## TEXTE DU DOCUMENT

____________

Intervention de Paul-Henry Gendebien à la Maison de la Laïcité de Charleroi

Le 27 mai dernier, en présence de représentants du monde syndical (Thierry Bodson pour la FGTB et Marc Becker pour la CSC) et politique (Jean-Pierre Michiels pour le PC), ainsi que de Philippe Destatte, Directeur général de l'Institut Jules Destrée, Paul-Henry Gendebien a donné le point de vue du R.W.F au sujet de l'avenir de la Wallonie. Devant 120 personnes à la Maison de la Laïcité de Charleroi.
Le débat était animé par le journaliste Maurice Magis.
Ernest Glinne, ancien Président du groupe socialiste européen, est intervenu personnellement pour soutenir le discours du Président du R.W.F.
L'assemblée l'a vivement acclamé.
Voici la substance du discours (rédigé dans un style oral) de Paul-Henry Gendebien à destination du monde du travail.


L’avenir de la Wallonie – et donc  celui d’un projet wallon éventuel – est étroitement lié à l’avenir de l’Etat belge.

Or celui-ci est mortellement malade, touché par une crise de régime et surtout par une crise existentielle. Aujourd’hui, c’est bien de l’existence même de l’Etat belge qu’il s’agit. Et ceci au-delà des questions ponctuelles telles que BHV qui ont tout de même un sens, celui de dessiner les futures frontières d’un Etat flamand indépendant. Ne parlons pas, dès lors, de « faux problèmes ».

Un constat s’impose : celui de l’échec historique du fédéralisme belge. Destrée, en 2008, ne dirait plus : « Sire, il n’y a pas de Belges », mais « Sire, il n’y a pas de Belgique. »

Le fédéralisme belge n’a pas apporté la pacification, mais il a aiguisé les contradictions.

La Flandre, comme la Wallonie, ont voulu instrumentaliser le fédéralisme à leur manière, à leur profit.

En Flandre : au profit d’un projet non pas autonomiste mais souverainiste.

____________

## ÉNONCÉ 1
Traduisez en anglais la phrase suivante, tirée du discours sur l'avenir de la Wallonie : « Le fédéralisme belge n’a pas apporté la pacification, mais il a aiguisé les contradictions. »
## ÉNONCÉ 2
Répondez brièvement à ces questions sur le discours sur l'avenir de la Wallonie :
(a) Devant combien de personnes Paul-Henry Gendebien s'est-il exprimé ?
(b) Qui animait le débat ?
(c) Selon l'orateur, au profit de quel type de projet la Flandre a-t-elle voulu instrumentaliser le fédéralisme ?
## ÉNONCÉ 3
Rédigez la suite du discours sur l'avenir de la Wallonie en reprenant après sa dernière phrase.

____________

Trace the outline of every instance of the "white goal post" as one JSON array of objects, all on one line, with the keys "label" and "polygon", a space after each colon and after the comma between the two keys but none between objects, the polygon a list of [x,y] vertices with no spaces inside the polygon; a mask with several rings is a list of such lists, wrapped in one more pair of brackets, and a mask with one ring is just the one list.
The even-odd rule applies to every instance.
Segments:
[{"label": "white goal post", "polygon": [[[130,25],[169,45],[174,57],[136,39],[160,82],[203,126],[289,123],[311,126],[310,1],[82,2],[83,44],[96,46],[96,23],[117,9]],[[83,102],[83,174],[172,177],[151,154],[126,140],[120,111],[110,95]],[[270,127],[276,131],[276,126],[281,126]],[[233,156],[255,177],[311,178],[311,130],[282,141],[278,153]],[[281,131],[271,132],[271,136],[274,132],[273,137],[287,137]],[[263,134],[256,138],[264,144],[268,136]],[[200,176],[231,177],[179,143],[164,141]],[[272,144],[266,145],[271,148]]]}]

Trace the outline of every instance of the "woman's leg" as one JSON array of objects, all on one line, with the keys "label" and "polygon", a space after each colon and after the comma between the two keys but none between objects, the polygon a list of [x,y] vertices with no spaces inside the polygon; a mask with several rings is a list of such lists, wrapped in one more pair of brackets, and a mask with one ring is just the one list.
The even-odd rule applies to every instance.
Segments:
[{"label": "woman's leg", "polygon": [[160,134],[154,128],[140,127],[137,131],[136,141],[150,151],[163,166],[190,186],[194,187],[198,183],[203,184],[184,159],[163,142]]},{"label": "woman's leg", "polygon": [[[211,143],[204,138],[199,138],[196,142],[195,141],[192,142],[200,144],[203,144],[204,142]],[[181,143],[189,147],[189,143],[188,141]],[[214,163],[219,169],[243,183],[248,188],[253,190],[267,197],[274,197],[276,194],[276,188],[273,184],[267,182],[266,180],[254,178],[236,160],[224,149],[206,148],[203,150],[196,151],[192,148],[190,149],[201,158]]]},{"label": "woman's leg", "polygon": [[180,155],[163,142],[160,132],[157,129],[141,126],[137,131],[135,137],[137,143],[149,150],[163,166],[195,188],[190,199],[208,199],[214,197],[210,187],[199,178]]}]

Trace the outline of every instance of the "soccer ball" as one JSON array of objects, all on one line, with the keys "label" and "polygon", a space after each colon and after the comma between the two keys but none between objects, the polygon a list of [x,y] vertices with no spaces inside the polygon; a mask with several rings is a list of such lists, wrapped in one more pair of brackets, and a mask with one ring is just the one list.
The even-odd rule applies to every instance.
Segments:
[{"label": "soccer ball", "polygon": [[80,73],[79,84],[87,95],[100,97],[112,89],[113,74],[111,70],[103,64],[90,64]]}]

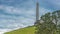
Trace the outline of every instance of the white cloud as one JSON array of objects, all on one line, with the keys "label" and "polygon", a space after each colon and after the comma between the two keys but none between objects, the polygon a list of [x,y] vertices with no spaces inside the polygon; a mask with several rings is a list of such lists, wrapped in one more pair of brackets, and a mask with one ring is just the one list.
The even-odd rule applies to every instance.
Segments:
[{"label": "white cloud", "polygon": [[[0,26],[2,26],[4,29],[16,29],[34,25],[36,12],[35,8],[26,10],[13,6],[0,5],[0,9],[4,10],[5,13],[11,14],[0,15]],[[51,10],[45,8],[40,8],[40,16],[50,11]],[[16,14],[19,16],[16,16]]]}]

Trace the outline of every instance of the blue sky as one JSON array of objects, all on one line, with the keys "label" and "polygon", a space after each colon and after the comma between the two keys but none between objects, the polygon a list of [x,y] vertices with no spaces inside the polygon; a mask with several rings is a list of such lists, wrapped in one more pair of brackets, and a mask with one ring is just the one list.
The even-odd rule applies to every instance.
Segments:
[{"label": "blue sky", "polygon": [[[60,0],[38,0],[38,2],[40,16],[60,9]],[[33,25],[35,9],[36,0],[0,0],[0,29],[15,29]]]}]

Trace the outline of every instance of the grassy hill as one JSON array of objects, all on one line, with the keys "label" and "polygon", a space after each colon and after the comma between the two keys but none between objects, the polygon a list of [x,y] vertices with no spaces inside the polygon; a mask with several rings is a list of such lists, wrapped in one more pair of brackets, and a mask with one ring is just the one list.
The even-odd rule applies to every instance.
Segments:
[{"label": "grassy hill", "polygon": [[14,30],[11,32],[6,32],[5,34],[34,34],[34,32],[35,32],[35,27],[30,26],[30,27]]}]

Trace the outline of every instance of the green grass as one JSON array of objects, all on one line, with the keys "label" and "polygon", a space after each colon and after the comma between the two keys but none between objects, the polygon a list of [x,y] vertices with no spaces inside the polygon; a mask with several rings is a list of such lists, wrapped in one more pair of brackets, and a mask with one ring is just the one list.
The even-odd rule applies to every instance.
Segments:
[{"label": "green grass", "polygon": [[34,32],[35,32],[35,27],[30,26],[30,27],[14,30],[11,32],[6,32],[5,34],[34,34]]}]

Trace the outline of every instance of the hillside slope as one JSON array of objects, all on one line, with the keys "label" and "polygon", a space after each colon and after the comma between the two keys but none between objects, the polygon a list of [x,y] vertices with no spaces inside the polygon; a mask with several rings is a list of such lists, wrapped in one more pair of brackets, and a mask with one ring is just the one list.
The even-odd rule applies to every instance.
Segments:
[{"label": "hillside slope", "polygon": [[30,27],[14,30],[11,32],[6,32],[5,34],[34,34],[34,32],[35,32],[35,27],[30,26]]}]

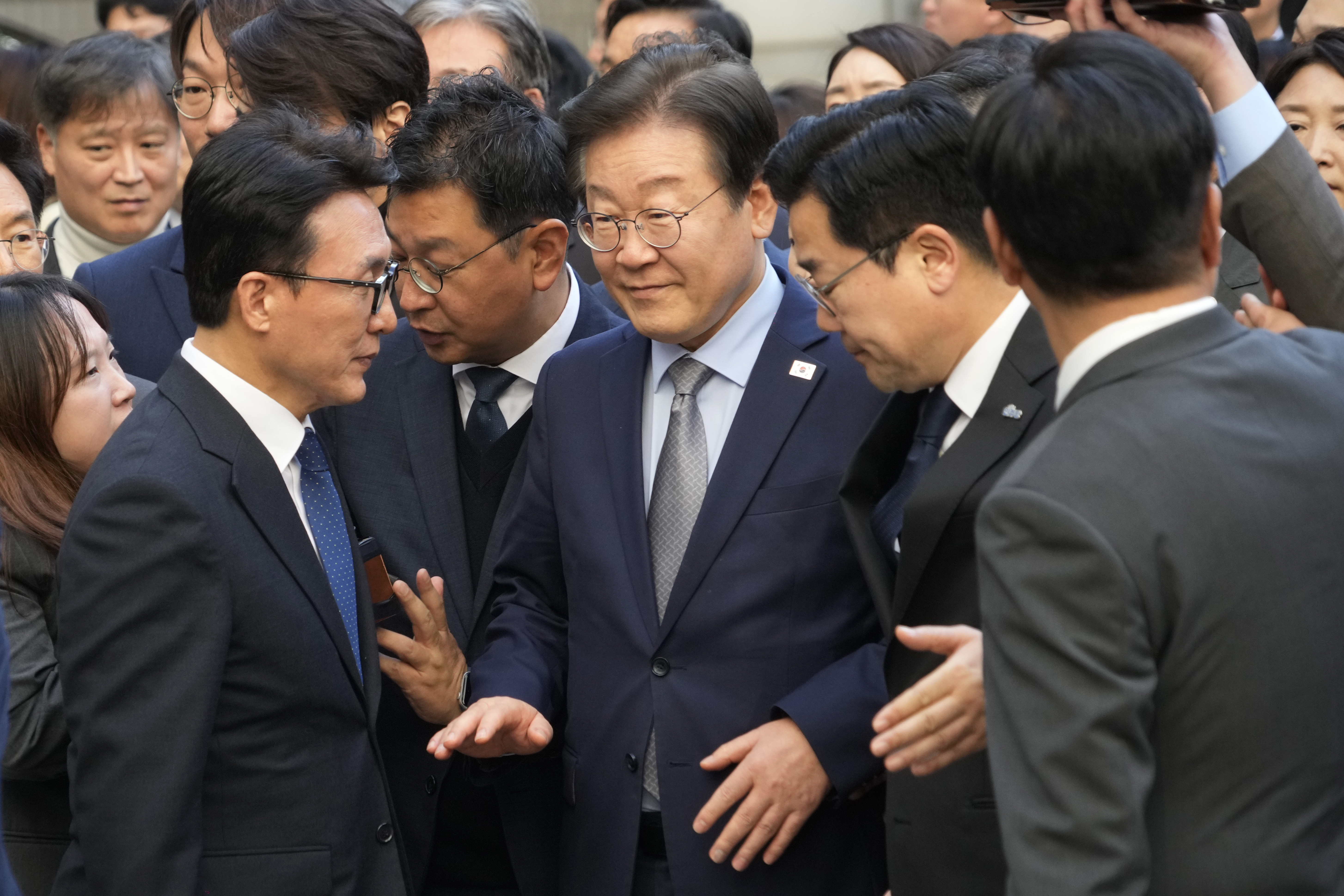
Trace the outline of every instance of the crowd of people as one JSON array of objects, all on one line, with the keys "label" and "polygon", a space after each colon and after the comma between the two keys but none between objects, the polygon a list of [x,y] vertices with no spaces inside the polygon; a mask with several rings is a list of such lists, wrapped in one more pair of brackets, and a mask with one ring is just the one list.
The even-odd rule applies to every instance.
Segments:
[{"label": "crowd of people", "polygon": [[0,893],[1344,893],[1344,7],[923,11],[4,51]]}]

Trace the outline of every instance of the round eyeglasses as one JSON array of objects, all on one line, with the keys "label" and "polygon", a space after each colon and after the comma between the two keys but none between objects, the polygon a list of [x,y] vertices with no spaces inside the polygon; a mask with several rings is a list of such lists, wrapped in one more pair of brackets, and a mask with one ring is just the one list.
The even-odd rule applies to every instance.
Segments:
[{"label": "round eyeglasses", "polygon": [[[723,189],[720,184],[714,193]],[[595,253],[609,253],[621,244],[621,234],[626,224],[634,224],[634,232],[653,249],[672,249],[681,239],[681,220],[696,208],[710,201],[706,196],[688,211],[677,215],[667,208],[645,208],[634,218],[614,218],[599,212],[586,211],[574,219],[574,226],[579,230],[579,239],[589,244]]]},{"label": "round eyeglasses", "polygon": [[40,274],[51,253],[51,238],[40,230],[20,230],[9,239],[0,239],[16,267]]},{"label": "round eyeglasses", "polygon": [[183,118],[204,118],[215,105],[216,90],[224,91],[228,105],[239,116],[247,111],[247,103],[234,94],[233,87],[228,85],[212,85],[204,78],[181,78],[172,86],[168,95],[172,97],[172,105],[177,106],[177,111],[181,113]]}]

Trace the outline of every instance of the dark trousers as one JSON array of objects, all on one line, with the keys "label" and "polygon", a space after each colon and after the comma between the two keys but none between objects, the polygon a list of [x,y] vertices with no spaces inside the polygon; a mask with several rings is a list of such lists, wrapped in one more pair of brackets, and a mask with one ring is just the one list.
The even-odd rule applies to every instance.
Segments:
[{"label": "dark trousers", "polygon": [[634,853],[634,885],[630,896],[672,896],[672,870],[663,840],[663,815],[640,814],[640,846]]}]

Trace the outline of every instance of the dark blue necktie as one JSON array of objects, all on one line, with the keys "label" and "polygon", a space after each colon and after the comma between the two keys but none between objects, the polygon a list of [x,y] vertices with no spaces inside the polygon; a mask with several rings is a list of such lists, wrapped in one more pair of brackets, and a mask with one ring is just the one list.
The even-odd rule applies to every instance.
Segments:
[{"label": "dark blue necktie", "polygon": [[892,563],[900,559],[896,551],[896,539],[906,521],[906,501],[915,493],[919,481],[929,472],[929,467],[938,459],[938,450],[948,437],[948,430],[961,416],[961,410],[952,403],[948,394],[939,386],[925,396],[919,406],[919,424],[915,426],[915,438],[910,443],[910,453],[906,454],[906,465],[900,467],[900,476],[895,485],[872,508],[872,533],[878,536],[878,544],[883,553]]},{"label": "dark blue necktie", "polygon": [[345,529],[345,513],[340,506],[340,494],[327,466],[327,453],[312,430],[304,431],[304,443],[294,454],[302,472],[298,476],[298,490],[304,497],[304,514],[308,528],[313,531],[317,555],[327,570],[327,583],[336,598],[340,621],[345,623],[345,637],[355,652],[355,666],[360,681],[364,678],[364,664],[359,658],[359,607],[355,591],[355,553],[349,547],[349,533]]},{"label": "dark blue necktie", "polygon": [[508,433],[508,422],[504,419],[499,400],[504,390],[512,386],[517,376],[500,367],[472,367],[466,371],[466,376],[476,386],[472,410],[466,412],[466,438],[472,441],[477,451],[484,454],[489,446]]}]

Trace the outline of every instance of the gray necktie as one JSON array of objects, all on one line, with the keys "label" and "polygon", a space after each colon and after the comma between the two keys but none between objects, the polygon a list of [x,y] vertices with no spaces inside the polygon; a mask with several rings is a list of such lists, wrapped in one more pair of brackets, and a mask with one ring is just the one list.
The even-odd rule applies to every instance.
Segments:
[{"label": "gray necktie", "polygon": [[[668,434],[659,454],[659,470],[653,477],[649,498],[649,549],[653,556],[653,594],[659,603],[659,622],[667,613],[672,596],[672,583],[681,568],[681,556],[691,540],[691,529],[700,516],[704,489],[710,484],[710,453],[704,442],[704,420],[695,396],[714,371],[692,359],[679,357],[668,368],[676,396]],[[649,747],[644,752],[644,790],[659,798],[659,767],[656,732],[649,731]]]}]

____________

## RÉPONSE 1
Belgian federalism did not bring pacification; rather, it sharpened the contradictions.

## RÉPONSE 2
(a) Devant 120 personnes.
(b) Le journaliste Maurice Magis.
(c) Au profit d'un projet souverainiste, et non autonomiste.

## RÉPONSE 3
En Wallonie : non pas au profit d’un grand projet économique et social mais au profit d’une mainmise du régime des partis sur la société, dans une perspective exclusivement pouvoiriste…

L’autonomie wallonne pour laquelle se sont battues des générations de militants a été récupérée et détournée par une superstructure politico-administrative négatrice de tout projet de société, empêchant l’éclosion d’une société politique autonome, responsable, et ambitieuse.

Aujourd’hui, il faut poser la question préalable : quel sera demain le cadre politique de la société wallonne ?

Le cadre politique belge est en voie d’évaporation et de disparition parce qu’il a subi un choc fatal entre deux nationalismes.

Il n’y a que deux nationalismes en Belgique !

  • un nationalisme flamand sûr de lui-même, qui avance masqué, appuyé sur un projet économique et social très marqué à droite;
  • un nationalisme belge défensif, classique, politiquement correct, arc-bouté sur une bourgeoisie wallo-bruxelloise idéologiquement inconsistante, monarchiste et européiste.

A côté de ces nationalismes, il n’y a pas de nationalisme wallon. Ce qui est positif. Mais il n’y a rien à la place.

On voit bien que l’institutionnel et l’économico-social sont étroitement imbriqués, intimement liés, même si le discours officiel des quatre présidents francophones tend à le nier.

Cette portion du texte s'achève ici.